Non è proprio così: nel disco, oltre ai titoli in inglese, ci sono anche quelli in italiano, francese e tedesco. E’ una cosa tipica delle vecchie library in disco, delle raccolte che dei compositori facevano con dei temi adatti per, ad esempio, accompagnare dei servizi di telegiornali. Nella copertina rimangono i titoli in inglese perché la Record Kicks, la nostra nuova etichetta, pur essendo di Milano ha un roster prevalentemente inglese. Un’etichetta con la quale non sappiamo come sia nata la collaborazione, semplicemente siamo piaciuti ai proprietari.
E’ anche il primo disco dove non sono presenti cover. Per quale motivo siete arrivati a questo “traguardo” solo al quarto disco?
Non so fino a quale punto questa cosa sia stata premeditata, perché non ci siamo mai preclusi il fatto di fare cover. Per come si è svolto il processo compositivo in studio, ci è venuto naturale scrivere dei brani inediti. Certo, quando hai delle ambientazioni di un certo tipo le porti in musica anche all’interno di semplici improvvisazioni. Ciò che abbiamo fatto con “Traditori Di Tutti” è un percorso insolito, quello che si potrebbe definire come una “coverizzazione” di certe atmosfere anche solo come processo, visto che il disco è una via di mezzo tra una colonna sonora e una library. Il tutto è stato reso possibile anche dal fatto che avevamo il compito di portare un libro in musica: non ci sarebbe mai stato dentro un brano tratto da un altro film, sarebbe stata una forzatura inutile.
Sul vostro precedente lavoro, la colonna sonora del film “Said”, avete collaborato con Manuel Agnelli degli Afterhours per una cover di “Ragazzo Di Strada”. Come è nata questa collaborazione?

(Righe di annotazione con coordinate)

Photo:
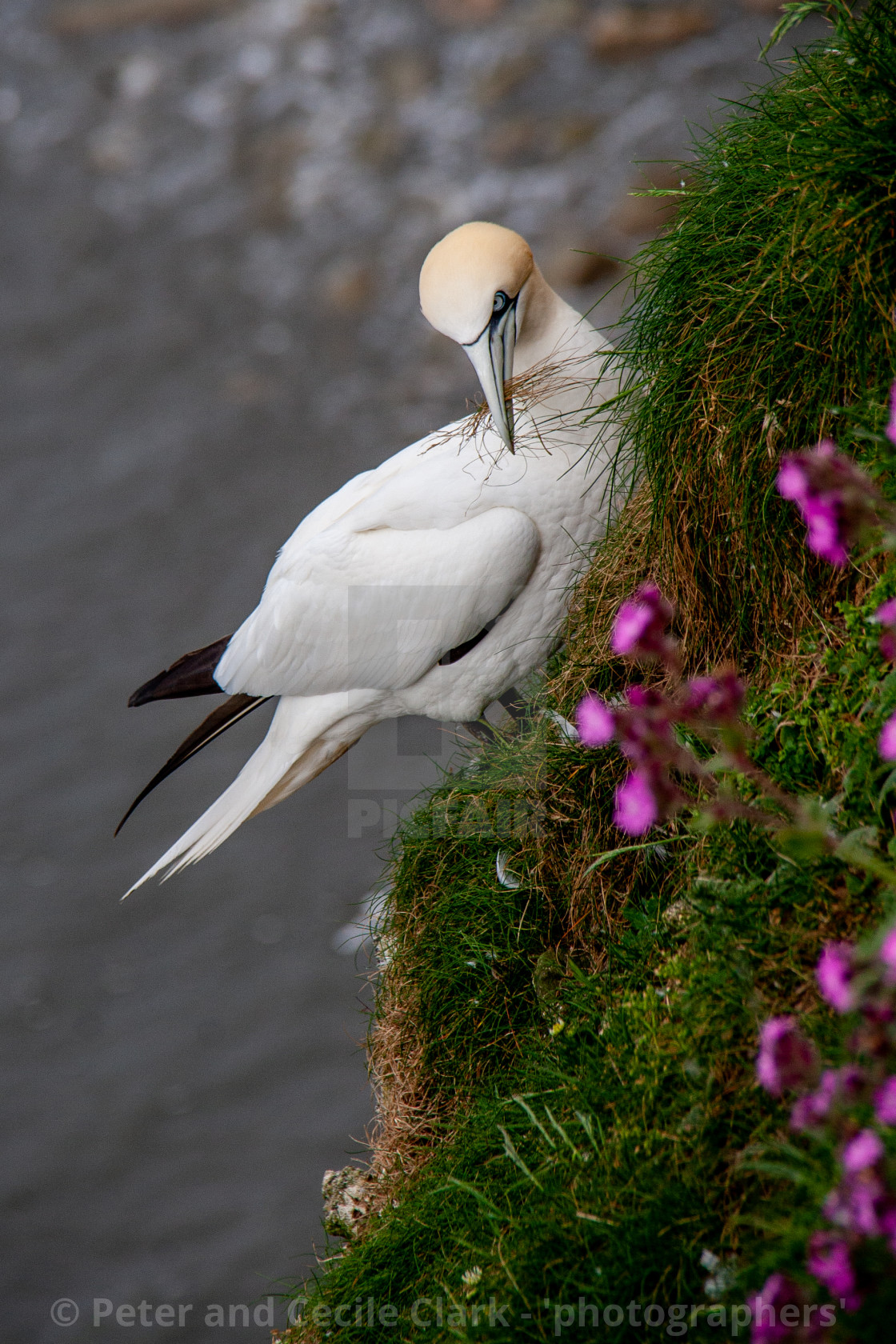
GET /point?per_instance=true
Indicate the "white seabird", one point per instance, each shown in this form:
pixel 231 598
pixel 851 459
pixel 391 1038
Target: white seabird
pixel 431 583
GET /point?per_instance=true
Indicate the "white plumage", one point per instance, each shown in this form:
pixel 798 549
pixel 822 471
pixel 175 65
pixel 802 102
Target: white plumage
pixel 486 521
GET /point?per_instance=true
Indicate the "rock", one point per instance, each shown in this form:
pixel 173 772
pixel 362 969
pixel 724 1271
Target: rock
pixel 114 146
pixel 405 74
pixel 520 142
pixel 504 77
pixel 347 1201
pixel 578 265
pixel 550 15
pixel 246 387
pixel 269 160
pixel 623 31
pixel 83 17
pixel 382 144
pixel 348 286
pixel 461 14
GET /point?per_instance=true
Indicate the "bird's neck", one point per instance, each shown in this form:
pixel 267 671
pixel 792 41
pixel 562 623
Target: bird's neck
pixel 551 330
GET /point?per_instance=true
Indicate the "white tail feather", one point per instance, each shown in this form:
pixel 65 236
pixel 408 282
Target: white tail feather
pixel 306 735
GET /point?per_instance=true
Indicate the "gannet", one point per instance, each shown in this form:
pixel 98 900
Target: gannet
pixel 434 582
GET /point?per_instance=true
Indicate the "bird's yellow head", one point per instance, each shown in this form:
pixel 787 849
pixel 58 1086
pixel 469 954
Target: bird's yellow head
pixel 472 290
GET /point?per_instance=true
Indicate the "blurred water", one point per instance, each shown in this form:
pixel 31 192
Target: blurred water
pixel 210 241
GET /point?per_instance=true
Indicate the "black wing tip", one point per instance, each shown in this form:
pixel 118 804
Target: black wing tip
pixel 190 675
pixel 222 718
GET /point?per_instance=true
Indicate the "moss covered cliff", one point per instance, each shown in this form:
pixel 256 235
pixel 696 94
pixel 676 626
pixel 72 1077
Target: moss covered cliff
pixel 566 1025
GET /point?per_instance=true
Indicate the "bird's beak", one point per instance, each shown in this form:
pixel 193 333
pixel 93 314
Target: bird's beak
pixel 492 358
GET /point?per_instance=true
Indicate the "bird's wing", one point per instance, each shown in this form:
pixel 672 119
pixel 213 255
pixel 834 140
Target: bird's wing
pixel 377 609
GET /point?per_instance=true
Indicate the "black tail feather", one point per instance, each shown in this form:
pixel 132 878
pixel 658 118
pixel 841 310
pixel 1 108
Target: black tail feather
pixel 222 718
pixel 191 675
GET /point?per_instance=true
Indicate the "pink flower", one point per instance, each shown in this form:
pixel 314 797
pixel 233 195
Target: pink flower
pixel 829 1262
pixel 886 1102
pixel 641 622
pixel 887 741
pixel 786 1059
pixel 636 804
pixel 834 496
pixel 766 1306
pixel 891 425
pixel 793 480
pixel 809 1112
pixel 821 514
pixel 834 974
pixel 888 1227
pixel 595 722
pixel 854 1205
pixel 862 1152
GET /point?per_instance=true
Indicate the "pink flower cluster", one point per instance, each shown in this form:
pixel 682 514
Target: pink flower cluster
pixel 862 1205
pixel 886 616
pixel 640 628
pixel 781 1310
pixel 837 500
pixel 644 722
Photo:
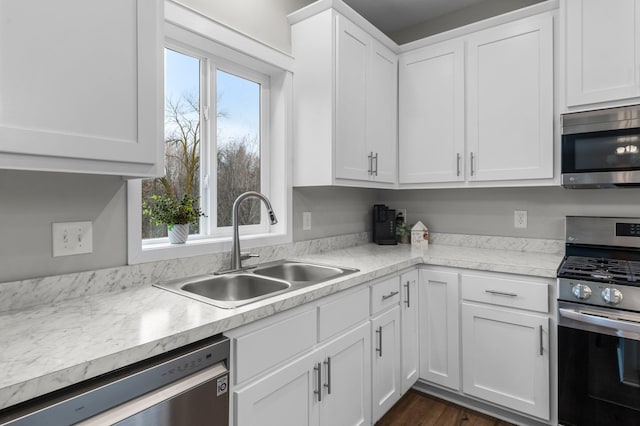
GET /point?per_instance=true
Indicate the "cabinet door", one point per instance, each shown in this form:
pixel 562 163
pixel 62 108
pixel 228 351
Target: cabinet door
pixel 431 118
pixel 81 86
pixel 510 101
pixel 409 321
pixel 439 328
pixel 385 364
pixel 382 112
pixel 285 397
pixel 347 380
pixel 506 358
pixel 602 50
pixel 352 159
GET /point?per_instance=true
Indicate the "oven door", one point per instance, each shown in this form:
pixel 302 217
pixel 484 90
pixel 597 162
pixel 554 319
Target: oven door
pixel 600 159
pixel 598 366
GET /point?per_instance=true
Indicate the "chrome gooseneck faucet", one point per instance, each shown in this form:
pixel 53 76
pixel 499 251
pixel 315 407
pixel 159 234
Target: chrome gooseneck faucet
pixel 236 256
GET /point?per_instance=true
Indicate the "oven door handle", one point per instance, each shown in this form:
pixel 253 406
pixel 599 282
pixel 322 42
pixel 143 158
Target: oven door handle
pixel 601 321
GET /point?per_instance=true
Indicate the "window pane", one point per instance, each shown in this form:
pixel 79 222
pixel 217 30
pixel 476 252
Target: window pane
pixel 238 146
pixel 182 139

§ COMPLETA QUANTO SEGUE
a - Riporta dall'intervista il passo che va da "Sul vostro precedente" fino a "nata questa collaborazione?" compreso.
b - In quali lingue compaiono i titoli nel disco, secondo l'intervista?
c - Come potrebbe proseguire l'intervista sul disco "Traditori Di Tutti" dopo l'ultima domanda? Scrivine il seguito.
Le righe provengono da una fonte diversa.

§ RISPOSTE SCRITTE
a -
Sul vostro precedente lavoro, la colonna sonora del film “Said”, avete collaborato con Manuel Agnelli degli Afterhours per una cover di “Ragazzo Di Strada”. Come è nata questa collaborazione?

b - Inglese, italiano, francese e tedesco.

c -
Prima di tutto ti chiarisco una cosa: la colonna sonora per “Said” risale al 2009, quindi non è “in linea” cronologicamente con il resto della discografia. E’ stata fatta tanto tempo fa, solo che il film tra una cosa e l’altra è uscito quest’anno (2013, ndr) per ragioni legati alla distribuzione che hanno portato alcune difficoltà. Tutto è nato perché Enrico Gabrielli, al tempo, lavorava ancora negli Afterhours, quindi il contatto con Manuel era ancora frequente e, soprattutto, fisico. “Ragazzo Di Strada” l’abbiamo scelta come accompagnamento per i titoli di coda e la decisione di Manuel è stata secondo noi giusta, perché il suo timbro vocale era adatto all’idea del pezzo che avevamo in testa.
Da gruppo alla ribalta della scena nazionale, cosa pensate del progetto “Hai Paura Del Buio”, ideato proprio da Manuel Agnelli?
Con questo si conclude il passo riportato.